[Instructions to follow] In the stretch from the line containing "like point(205, 309)?" through the end of the records, swap "white belly" for "pale underside" and write out that stretch again with everything else left as it is.

Point labeling records:
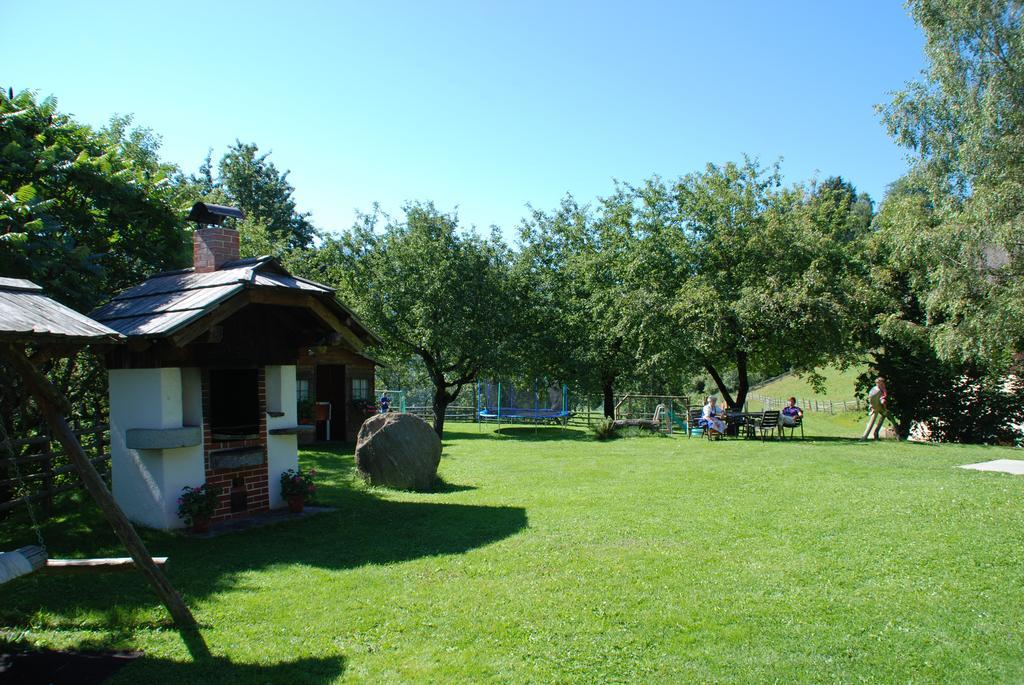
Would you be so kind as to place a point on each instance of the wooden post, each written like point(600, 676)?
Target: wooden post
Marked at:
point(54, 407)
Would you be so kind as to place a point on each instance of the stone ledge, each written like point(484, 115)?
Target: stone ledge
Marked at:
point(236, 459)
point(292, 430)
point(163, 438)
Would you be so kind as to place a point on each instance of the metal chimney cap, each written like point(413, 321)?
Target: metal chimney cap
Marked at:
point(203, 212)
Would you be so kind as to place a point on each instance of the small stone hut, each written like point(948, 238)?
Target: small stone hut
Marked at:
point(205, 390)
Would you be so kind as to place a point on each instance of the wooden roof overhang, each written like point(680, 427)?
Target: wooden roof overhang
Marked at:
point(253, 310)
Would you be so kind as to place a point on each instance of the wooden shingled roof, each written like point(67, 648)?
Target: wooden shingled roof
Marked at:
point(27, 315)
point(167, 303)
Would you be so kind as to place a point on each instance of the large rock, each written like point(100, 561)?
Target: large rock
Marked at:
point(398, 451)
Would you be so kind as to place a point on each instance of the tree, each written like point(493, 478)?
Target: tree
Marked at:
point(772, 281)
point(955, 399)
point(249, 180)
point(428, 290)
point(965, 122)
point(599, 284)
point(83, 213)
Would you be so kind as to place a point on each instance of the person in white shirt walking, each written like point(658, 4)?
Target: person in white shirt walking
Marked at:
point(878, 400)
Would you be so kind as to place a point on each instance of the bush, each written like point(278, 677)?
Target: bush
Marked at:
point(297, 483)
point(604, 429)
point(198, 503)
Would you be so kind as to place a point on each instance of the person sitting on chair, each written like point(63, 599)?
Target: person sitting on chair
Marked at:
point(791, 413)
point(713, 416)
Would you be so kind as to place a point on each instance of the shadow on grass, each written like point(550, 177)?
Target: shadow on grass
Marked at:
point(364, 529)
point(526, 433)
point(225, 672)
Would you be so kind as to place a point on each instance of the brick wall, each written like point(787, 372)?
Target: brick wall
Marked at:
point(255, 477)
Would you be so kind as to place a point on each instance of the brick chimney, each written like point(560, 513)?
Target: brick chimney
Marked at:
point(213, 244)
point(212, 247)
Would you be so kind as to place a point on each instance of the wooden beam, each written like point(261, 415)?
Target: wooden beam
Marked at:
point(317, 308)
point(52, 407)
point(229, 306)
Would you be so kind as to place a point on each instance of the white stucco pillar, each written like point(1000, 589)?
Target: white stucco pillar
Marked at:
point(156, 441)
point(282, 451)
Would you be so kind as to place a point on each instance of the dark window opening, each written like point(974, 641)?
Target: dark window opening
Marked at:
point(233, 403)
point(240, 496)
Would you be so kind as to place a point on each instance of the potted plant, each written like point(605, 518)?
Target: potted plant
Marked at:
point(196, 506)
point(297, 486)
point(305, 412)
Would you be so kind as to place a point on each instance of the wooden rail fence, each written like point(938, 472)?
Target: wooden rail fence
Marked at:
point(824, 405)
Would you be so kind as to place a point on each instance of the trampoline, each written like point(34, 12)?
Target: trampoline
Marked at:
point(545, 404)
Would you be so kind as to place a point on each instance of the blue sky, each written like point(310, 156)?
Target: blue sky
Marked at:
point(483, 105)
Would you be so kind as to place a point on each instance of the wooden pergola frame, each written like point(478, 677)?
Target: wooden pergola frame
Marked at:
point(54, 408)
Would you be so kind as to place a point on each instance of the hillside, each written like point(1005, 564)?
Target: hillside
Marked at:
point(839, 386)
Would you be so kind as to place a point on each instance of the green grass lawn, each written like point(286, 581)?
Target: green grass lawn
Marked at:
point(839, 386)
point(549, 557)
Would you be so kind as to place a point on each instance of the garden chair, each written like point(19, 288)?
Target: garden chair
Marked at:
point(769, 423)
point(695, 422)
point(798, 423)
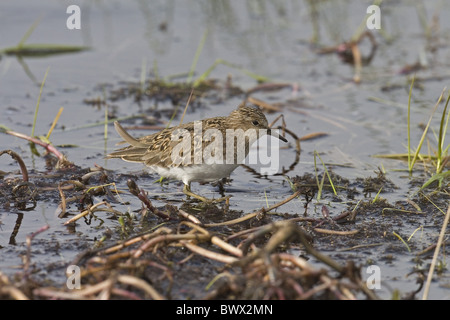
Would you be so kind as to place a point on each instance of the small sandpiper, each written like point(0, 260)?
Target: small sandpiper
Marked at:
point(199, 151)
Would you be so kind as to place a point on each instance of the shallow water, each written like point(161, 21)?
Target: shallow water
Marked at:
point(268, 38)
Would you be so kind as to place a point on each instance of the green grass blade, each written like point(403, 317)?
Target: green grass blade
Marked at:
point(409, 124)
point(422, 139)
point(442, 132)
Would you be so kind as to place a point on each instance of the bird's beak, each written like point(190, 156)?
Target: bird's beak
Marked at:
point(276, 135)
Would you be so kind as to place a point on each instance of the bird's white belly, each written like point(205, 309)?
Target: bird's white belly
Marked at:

[Written answer]
Would you be so kind as to place a point on each instance of the bird's pale underside, each written like point(205, 309)?
Target: bird's pale underside
Marked at:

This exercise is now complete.